**What you are asked to do**
Update the records below by replacing every "Example query" with "Sample query", leaving all else unchanged.

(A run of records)
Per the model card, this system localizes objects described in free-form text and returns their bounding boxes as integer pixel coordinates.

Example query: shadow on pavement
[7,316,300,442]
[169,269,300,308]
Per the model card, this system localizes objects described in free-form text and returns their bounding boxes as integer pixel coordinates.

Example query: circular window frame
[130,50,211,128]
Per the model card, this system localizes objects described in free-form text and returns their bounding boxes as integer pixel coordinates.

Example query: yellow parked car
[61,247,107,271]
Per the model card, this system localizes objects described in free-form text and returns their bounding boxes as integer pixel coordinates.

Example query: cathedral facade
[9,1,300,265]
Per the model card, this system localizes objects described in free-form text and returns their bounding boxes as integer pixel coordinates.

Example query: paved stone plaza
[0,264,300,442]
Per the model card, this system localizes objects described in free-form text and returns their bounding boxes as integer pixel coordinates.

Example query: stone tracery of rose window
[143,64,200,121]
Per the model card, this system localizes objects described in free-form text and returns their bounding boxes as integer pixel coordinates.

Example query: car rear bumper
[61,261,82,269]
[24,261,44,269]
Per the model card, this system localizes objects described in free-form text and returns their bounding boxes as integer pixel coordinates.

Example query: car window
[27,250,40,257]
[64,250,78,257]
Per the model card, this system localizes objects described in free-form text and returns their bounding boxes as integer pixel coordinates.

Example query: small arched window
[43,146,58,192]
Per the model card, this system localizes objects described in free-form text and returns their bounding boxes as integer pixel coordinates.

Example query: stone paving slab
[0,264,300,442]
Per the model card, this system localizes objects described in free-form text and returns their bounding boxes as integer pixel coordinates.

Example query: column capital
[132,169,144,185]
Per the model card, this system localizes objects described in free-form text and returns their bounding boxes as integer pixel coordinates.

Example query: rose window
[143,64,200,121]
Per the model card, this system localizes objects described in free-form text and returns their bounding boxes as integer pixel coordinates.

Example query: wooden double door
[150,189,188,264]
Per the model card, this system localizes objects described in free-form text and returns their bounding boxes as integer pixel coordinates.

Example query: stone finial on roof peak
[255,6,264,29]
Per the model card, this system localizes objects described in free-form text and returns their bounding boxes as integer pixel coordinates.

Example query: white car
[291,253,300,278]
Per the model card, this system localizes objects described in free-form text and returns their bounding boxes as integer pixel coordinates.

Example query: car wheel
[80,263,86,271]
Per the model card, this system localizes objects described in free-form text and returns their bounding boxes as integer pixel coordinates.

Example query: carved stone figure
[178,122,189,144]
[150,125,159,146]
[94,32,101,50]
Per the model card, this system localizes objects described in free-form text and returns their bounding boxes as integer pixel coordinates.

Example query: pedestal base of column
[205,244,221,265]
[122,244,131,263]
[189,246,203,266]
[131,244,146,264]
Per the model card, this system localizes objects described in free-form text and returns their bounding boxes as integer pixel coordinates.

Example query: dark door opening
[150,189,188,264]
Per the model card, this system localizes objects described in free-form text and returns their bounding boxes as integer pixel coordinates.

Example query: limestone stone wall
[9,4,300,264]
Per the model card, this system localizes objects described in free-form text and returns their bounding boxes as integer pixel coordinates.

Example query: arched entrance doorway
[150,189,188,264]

**Answer to this task**
Per the model card, this system localizes objects described in free-form text and returns their bounding boxes as integer pixel coordinates.

Sample query: shadow on pavement
[7,316,300,442]
[169,269,300,308]
Per the model card, this system localizes objects described in free-form text and returns their bounding boxes as integer pixel coordinates.

Sample query: circular window frame
[130,50,211,128]
Per the model card, this system localizes objects described in free-form text and returns their bounding boxes as integer pixel coordinates.

Sample query: yellow parked car
[61,247,107,271]
Per the model card, this system localizes objects described in free-form text and returns their bounding boxes as integer pixel coordinates.

Sample query: cathedral facade
[9,1,300,265]
Per the model card, this system localizes objects described in free-form text and returns their bounding boxes as integer pixel coordinates.

Sample query: paved stone plaza
[0,264,300,442]
Per the model card, this system localizes objects described in free-form text and returns their bounding boxes as integer pixel coordinates.

Sample query: stone tracery of rose window
[143,64,200,121]
Per the model card, this system localizes objects described in free-form text and returns their bounding boxes as integer pixel coordinates.

Sample query: car rear bumper
[61,261,82,269]
[24,261,44,269]
Per the model card, this system localizes objects described in free-form text and returns their bounding boxes as integer pixel coordinates.

Sample query: car window
[27,250,40,257]
[64,250,78,257]
Per the model card, this system localizes objects described in free-form text and returns their bounding boxes as integer pixel coordinates.

Sample query: small arched window
[43,146,58,192]
Per the model card, this system localizes objects described in free-form text and returns their bounding boxes as integer pixel coordinates.

Sample query: stone paving slab
[0,264,300,442]
Per the model card, this system localizes objects described in free-form text and returns their bounding boxes as integer pixel coordinates.

Sample query: column capital
[132,169,144,185]
Per the model card, this system localizes objects described in free-form text and returns their bounding boxes as integer pixel coordinates.

Sample query: rose window
[143,64,200,121]
Per the model card, this system localizes objects described in free-form text and returns their bounding boxes as integer pixel coordinates.

Sample query: wooden double door
[150,189,188,264]
Per the model card, this system localizes objects described in free-form text and returns their bounding boxes as integer pixel coordinates.

Sample query: stone finial on roof peak
[255,6,264,29]
Per the model card, this system localizes objects described in free-form text and returns their bounding boxes as integer pixel coordinates.

Sample query: white car
[291,253,300,278]
Per the model card, this system localizes objects described in free-form text and returns their bounding boxes as integer pixel coordinates.

Sample query: car wheel
[80,263,86,271]
Per the model card, this system localizes objects described in free-form text and returns their bounding boxes as integer pixel coordinates.

Sample query: carved stone figure
[178,122,189,144]
[150,125,159,146]
[94,32,101,50]
Per the model card, this system localizes objects described in free-form text and returns their bounding boxes as integer pixel coordinates.

Sample query: pedestal base of column
[205,244,221,265]
[122,244,131,263]
[189,246,203,266]
[131,244,146,264]
Per the model card, this system localizes objects described in free-form text and returns their bounding boxes as integer pixel coordinates.

Sample query: dark door opening
[150,189,188,264]
Per the model card, this system localizes objects described in free-form text and returns their bounding boxes as integer pixel coordinates.

Sample query: limestone stone wall
[9,4,300,264]
Per the model card, this system localizes objects described in free-form text and returns their bounding boxes as integer pixel coordinates.

Sample query: arched entrance doorway
[150,189,188,264]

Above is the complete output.